Rusty still has that "I'd kill you for the sandwich you're
eating" look in his eye, even in his attempt at 'prestige'
award bait drama! Is there nothing he can't not do?
dir: Russell Crowe
2014
I never thought I’d be typing the words “dir: Russell Crowe” at the beginning of one of my reviews, but then we live in a brave, new world where anything is apparently possible.
Anything is possible, to the extent that Crowe could make and star in a flick set around Gallipoli, and that it actually ends up being an okay film that I enjoyed.
Even more perplexing is that this is one of the few flicks I can think of where the Australians aren’t praised to the high heavens for their sun bronzed bravery on the sands of Gallipoli, and the Turks aren’t demonised for their actions defending their homeland. It may be this great nation’s foundation myth, but its utility in magnifying how great we Aussies truly are (for dying in great numbers in the service of the British Empire) isn’t used here.
It’s a far more personal story, in that it’s mostly about one chap (Crowe, good ol’ Australia’s Own Kiwi Rusty Crowe) trying to find the remains of his three sons who went and died on the shores of Gallipoli. So it’s not about re-prosecuting the war, or depicting a bunch of larrikins fighting and dying in splendidly heroic ways: it’s about a father wanting to fulfil his wife’s most heartfelt wish that her boys, if only in spirit, could be brought home to her.
Speaking of the mum, it’s funny to see Jacqueline MacKenzie and Russell Crowe in the same scene/film again. Haven’t seen them together since Romper Stomper, where they played very different roles indeed. Might have been a fairly awkward reunion, who knows. I’m sure they were both utter professionals about it.
They are grieving, grieving inconsolably as the flick begins. They continue the rituals they had when the boys were still kids, with mother saying the things she would say, the father reading stories from 1001 Arabian Nights, to a room containing three beds with no children in them.
Perhaps that scene could be said to be mawkish or sentimental. To me it was like a sledgehammer to the heart. It may not have been subtle, but it was tremendously sad.
Also, the choice of Arabian Nights, while it might seem a bit of a cliché itself, is actually quite an appropriate one. The overarching framing device of Arabian Nights is that the person telling all these stories, Scheherazade, is desperately trying to keep herself alive. By telling story after story she prevents her insane husband the Shah from executing her.
By holding on to the book he used to read to the boys when they still lived and breathed, he is keeping them alive.
Did you ever imagine you’d get to see a film where the Turkish side of the Gallipoli conflict would be depicted? The Turks, in their trenches, gather for one final push to destroy the Australian, New Zealander and Brit invaders once and for all after months of slaughter.
And yet in their push they find their cowardly opponents have fled.

Position annotation records
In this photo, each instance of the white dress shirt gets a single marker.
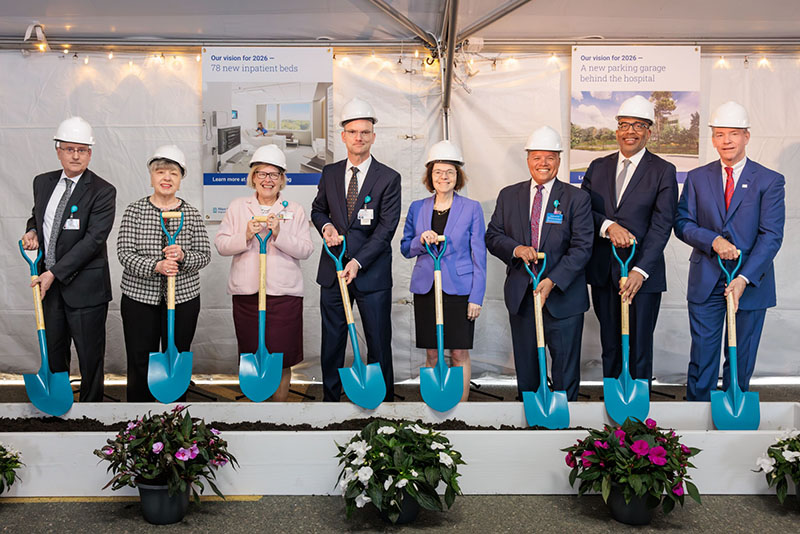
(52, 204)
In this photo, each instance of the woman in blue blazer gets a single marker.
(463, 264)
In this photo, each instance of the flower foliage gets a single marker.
(782, 462)
(10, 461)
(170, 448)
(638, 457)
(389, 457)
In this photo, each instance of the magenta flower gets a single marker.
(640, 447)
(658, 455)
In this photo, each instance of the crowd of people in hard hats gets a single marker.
(729, 209)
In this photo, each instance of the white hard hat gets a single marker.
(730, 115)
(171, 153)
(445, 151)
(74, 130)
(544, 138)
(637, 107)
(269, 155)
(357, 109)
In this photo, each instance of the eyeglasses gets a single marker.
(358, 133)
(72, 151)
(271, 175)
(637, 126)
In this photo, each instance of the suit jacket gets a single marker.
(464, 260)
(81, 268)
(369, 244)
(646, 209)
(753, 223)
(567, 245)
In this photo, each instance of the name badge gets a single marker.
(554, 218)
(365, 216)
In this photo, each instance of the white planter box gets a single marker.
(304, 463)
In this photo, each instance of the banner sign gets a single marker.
(253, 97)
(605, 76)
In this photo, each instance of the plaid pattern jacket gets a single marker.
(139, 247)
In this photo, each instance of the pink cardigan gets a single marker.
(283, 253)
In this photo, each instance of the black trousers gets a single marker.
(375, 308)
(86, 327)
(145, 329)
(562, 338)
(642, 322)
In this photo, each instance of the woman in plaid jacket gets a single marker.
(147, 261)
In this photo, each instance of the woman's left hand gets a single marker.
(473, 311)
(173, 252)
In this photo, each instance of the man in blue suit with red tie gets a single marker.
(729, 205)
(359, 198)
(634, 196)
(544, 215)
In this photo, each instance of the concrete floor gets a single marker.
(479, 514)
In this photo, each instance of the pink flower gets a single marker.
(658, 455)
(640, 447)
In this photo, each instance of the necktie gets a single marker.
(50, 259)
(536, 212)
(728, 187)
(621, 178)
(352, 193)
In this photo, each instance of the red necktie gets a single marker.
(728, 187)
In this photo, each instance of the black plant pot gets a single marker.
(409, 509)
(161, 508)
(639, 511)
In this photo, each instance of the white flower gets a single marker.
(791, 456)
(364, 474)
(766, 464)
(361, 500)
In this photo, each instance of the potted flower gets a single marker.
(782, 463)
(635, 467)
(165, 456)
(397, 467)
(10, 461)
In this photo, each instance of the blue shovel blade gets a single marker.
(552, 412)
(169, 380)
(367, 393)
(51, 393)
(732, 410)
(624, 402)
(260, 374)
(444, 394)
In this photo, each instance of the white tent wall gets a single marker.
(134, 109)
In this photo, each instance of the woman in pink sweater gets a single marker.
(290, 243)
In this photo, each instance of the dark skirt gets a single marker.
(458, 330)
(284, 325)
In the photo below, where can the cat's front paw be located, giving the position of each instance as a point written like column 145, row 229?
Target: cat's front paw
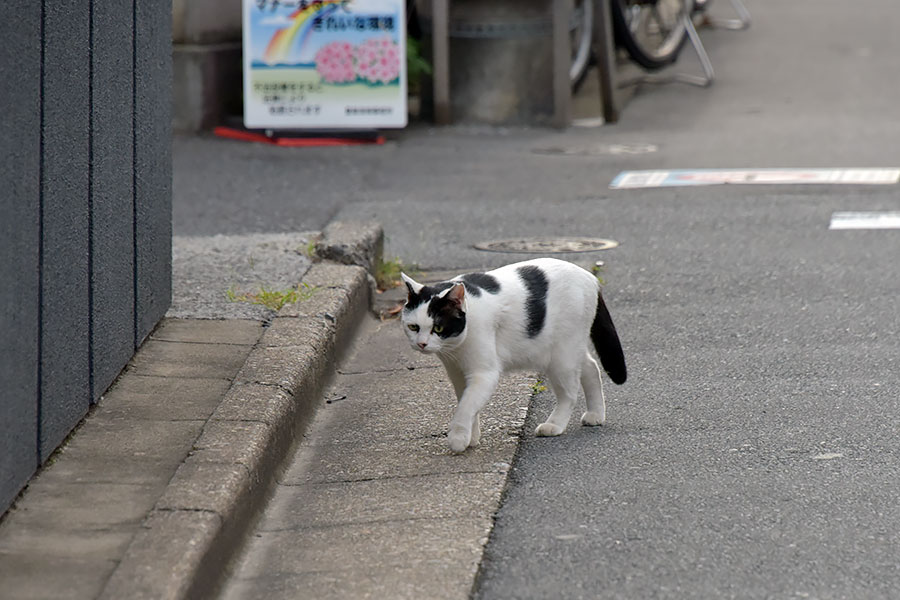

Set problem A
According to the film review, which invaders do the Turks gather to destroy in their final push? List them as the review names them.
Set problem B
Retype the film review, starting with "They are grieving, grieving" and going on through "children in them.".

Written answer A
Australian, New Zealander, Brit

Written answer B
They are grieving, grieving inconsolably as the flick begins. They continue the rituals they had when the boys were still kids, with mother saying the things she would say, the father reading stories from 1001 Arabian Nights, to a room containing three beds with no children in them.